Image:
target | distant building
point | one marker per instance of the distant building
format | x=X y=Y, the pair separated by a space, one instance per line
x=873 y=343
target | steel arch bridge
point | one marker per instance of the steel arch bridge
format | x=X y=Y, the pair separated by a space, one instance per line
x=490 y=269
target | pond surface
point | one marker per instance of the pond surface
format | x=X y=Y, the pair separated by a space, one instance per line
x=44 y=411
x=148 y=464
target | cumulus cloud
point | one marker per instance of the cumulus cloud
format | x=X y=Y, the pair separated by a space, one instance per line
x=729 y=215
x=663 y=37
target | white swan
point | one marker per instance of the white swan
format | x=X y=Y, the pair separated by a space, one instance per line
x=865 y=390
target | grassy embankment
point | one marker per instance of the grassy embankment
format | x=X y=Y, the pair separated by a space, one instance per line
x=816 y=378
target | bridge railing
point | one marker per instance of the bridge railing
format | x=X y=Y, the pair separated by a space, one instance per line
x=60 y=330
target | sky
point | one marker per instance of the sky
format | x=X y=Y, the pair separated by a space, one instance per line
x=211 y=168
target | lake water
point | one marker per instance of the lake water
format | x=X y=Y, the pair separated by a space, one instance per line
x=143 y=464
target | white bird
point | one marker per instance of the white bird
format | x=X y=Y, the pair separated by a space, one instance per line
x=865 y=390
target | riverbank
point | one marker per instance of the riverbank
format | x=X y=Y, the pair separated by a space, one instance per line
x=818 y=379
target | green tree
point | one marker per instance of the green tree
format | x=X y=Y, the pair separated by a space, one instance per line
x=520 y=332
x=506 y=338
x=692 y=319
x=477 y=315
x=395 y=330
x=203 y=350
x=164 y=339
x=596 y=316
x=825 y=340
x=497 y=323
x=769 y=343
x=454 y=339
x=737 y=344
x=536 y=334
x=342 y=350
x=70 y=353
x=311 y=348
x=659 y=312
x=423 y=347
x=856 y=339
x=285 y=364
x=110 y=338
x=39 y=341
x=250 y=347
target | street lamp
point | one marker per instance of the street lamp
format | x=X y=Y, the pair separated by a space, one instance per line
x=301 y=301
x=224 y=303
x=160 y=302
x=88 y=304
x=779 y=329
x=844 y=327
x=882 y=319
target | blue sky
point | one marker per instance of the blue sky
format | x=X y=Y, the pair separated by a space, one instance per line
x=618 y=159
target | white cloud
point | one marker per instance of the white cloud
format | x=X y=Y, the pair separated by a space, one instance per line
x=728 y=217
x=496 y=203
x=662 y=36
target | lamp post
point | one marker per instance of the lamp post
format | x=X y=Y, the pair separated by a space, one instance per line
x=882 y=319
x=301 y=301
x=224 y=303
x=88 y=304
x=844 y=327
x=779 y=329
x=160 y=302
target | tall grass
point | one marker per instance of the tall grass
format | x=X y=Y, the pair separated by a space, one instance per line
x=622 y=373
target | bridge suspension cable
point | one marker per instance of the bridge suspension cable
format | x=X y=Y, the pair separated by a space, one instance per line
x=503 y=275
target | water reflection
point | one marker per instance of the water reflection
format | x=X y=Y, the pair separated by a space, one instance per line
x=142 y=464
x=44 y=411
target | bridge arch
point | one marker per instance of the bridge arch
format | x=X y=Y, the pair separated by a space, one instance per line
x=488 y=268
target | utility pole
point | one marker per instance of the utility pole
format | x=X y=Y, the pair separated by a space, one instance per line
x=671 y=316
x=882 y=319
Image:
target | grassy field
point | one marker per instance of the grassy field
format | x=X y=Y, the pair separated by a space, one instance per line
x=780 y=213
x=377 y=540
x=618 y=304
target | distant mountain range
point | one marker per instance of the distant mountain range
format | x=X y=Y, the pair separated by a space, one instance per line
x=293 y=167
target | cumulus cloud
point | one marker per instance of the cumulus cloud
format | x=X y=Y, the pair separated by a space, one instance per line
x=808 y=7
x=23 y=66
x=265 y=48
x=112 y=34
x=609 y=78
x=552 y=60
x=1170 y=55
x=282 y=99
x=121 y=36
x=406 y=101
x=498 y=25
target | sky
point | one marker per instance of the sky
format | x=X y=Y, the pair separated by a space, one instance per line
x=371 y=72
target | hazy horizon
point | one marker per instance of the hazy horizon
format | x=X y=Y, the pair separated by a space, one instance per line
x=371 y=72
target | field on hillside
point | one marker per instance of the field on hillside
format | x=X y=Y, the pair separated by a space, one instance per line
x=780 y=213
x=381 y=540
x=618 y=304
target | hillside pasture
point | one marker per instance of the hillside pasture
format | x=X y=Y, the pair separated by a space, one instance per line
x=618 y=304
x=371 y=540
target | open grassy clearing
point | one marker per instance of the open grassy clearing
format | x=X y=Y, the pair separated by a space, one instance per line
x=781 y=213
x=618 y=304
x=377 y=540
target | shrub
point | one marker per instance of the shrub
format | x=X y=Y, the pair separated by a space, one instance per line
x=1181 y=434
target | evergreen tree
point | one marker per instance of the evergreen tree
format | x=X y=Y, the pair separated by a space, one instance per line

━━━━━━

Short problem: Turn every one of the entries above into a JSON list of strings, one string per line, leaving out any blank lines.

Task response:
[
  "Image:",
  "target | distant building",
  "point | one marker per instance of the distant building",
  "format | x=X y=Y, the pair separated by a space, one instance per line",
  "x=873 y=343",
  "target | steel arch bridge",
  "point | one marker per instance of the steel arch bridge",
  "format | x=X y=Y, the pair separated by a space, one instance per line",
  "x=490 y=269",
  "target | pond surface",
  "point | one marker per instance of the pond surface",
  "format | x=X y=Y, the pair separated by a space, one instance per line",
  "x=44 y=411",
  "x=148 y=464",
  "target | cumulus cloud",
  "point | one marker per instance of the cumulus cloud",
  "format | x=X y=Y, the pair separated by a space, one instance per line",
  "x=729 y=215",
  "x=663 y=37",
  "target | white swan",
  "point | one marker per instance of the white swan",
  "format | x=X y=Y, the pair separated by a space, one instance per line",
  "x=865 y=390",
  "target | grassy embankment",
  "point | one marker per instance of the grassy embankment",
  "format | x=X y=Y, the pair separated by a space, one instance per line",
  "x=816 y=378",
  "target | bridge railing",
  "point | one marker per instance of the bridge railing",
  "format | x=X y=Y, the pair separated by a space, one instance per line",
  "x=60 y=330",
  "target | sky",
  "point | one marker per instance of the sky",
  "format | x=X y=Y, the pair separated by a space, one instance per line",
  "x=211 y=168",
  "target | lake water",
  "point | one marker per instance of the lake water",
  "format | x=X y=Y, the pair separated by a space, one instance per line",
  "x=143 y=464",
  "target | white bird",
  "point | one marker per instance of the white bird",
  "format | x=X y=Y, the pair separated by a space, one instance per line",
  "x=865 y=390",
  "target | riverbank",
  "point | one marker per instance of the riverbank",
  "format | x=X y=Y, the pair separated by a space, one instance per line",
  "x=818 y=379",
  "target | green tree",
  "point | one marker per instance of the green tree",
  "format | x=X y=Y, the pair separated by a space, one instance per line",
  "x=520 y=332",
  "x=506 y=338",
  "x=692 y=319",
  "x=477 y=315",
  "x=395 y=330",
  "x=203 y=350",
  "x=164 y=339",
  "x=596 y=316",
  "x=825 y=340",
  "x=497 y=323",
  "x=769 y=343",
  "x=454 y=339",
  "x=737 y=344",
  "x=536 y=334",
  "x=342 y=350",
  "x=70 y=353",
  "x=311 y=348",
  "x=659 y=312",
  "x=423 y=347",
  "x=856 y=339",
  "x=285 y=364",
  "x=110 y=338",
  "x=39 y=341",
  "x=250 y=347",
  "target | street lamp",
  "point | one marker per instance of the street lamp",
  "format | x=X y=Y, the pair separated by a space, one instance per line",
  "x=301 y=301",
  "x=224 y=303",
  "x=160 y=302",
  "x=88 y=304",
  "x=779 y=329",
  "x=844 y=327",
  "x=882 y=319",
  "target | blue sky",
  "point | one marker per instance of the blue sky",
  "format | x=X y=Y, the pair separated by a space, one instance per line",
  "x=618 y=159",
  "target | white cloud",
  "point | one marker per instance of the white cloud",
  "format | x=X y=Y, the pair separated by a space, one instance per line",
  "x=728 y=217",
  "x=496 y=203",
  "x=662 y=36",
  "target | lamp post",
  "point | one marker per instance of the lamp post",
  "format | x=X y=Y, the pair separated by a space, one instance per line",
  "x=882 y=319",
  "x=301 y=301",
  "x=224 y=303",
  "x=88 y=304",
  "x=844 y=327",
  "x=779 y=329",
  "x=160 y=302",
  "target | tall grass",
  "point | one marker per instance of the tall grass",
  "format | x=X y=Y, the pair separated by a space, one instance per line",
  "x=622 y=373",
  "target | bridge suspension cable",
  "point | one marker per instance of the bridge suspension cable",
  "format | x=X y=Y, the pair separated by a space, one instance per line",
  "x=503 y=275",
  "target | water reflection",
  "point | one marker per instance of the water reflection",
  "format | x=X y=Y, the pair separated by a space, one instance per line",
  "x=142 y=464",
  "x=44 y=411",
  "target | bridge arch",
  "point | one marker per instance of the bridge arch",
  "format | x=X y=Y, the pair separated by a space, one instance per line",
  "x=488 y=268",
  "target | utility pole",
  "point | one marker per instance of the utility pole",
  "format | x=X y=Y, the pair separated by a space, one instance per line",
  "x=671 y=316",
  "x=882 y=319",
  "Image:",
  "target | grassy field",
  "point | one marker per instance of the grassy field",
  "format | x=X y=Y, the pair separated by a space, one instance per line",
  "x=780 y=213",
  "x=377 y=540",
  "x=618 y=304",
  "target | distant mountain range",
  "point | one marker per instance of the distant mountain range",
  "format | x=X y=Y, the pair separated by a space, one instance per line",
  "x=293 y=167",
  "target | cumulus cloud",
  "point | one marker per instance of the cumulus cloud",
  "format | x=X y=Y, the pair separated by a space, one instance per line",
  "x=808 y=7",
  "x=23 y=66",
  "x=265 y=48",
  "x=112 y=34",
  "x=609 y=78",
  "x=552 y=60",
  "x=1170 y=55",
  "x=282 y=99",
  "x=121 y=36",
  "x=406 y=101",
  "x=498 y=25",
  "target | sky",
  "point | one marker per instance of the sky",
  "format | x=X y=Y, the pair separated by a space, one instance per line",
  "x=371 y=72",
  "target | hazy horizon",
  "point | one marker per instance of the hazy horizon",
  "format | x=X y=Y, the pair separated by a space, one instance per line",
  "x=371 y=72",
  "target | field on hillside",
  "point | one marker per instance of the field on hillside",
  "format | x=X y=Y, the pair separated by a space, one instance per line",
  "x=780 y=213",
  "x=381 y=540",
  "x=618 y=304",
  "target | hillside pasture",
  "point | one marker per instance of the hillside pasture",
  "format | x=X y=Y, the pair separated by a space, one instance per line",
  "x=618 y=304",
  "x=371 y=540",
  "target | open grassy clearing",
  "point | one marker per instance of the open grassy clearing",
  "format | x=X y=Y, the pair separated by a space, one instance per line",
  "x=781 y=213",
  "x=618 y=304",
  "x=377 y=540",
  "target | shrub",
  "point | one marker per instance of the shrub",
  "format | x=X y=Y, the pair separated by a space, one instance per line",
  "x=1181 y=434",
  "target | evergreen tree",
  "point | one marker per instance of the evergreen tree",
  "format | x=X y=Y, the pair separated by a space, one instance per line"
]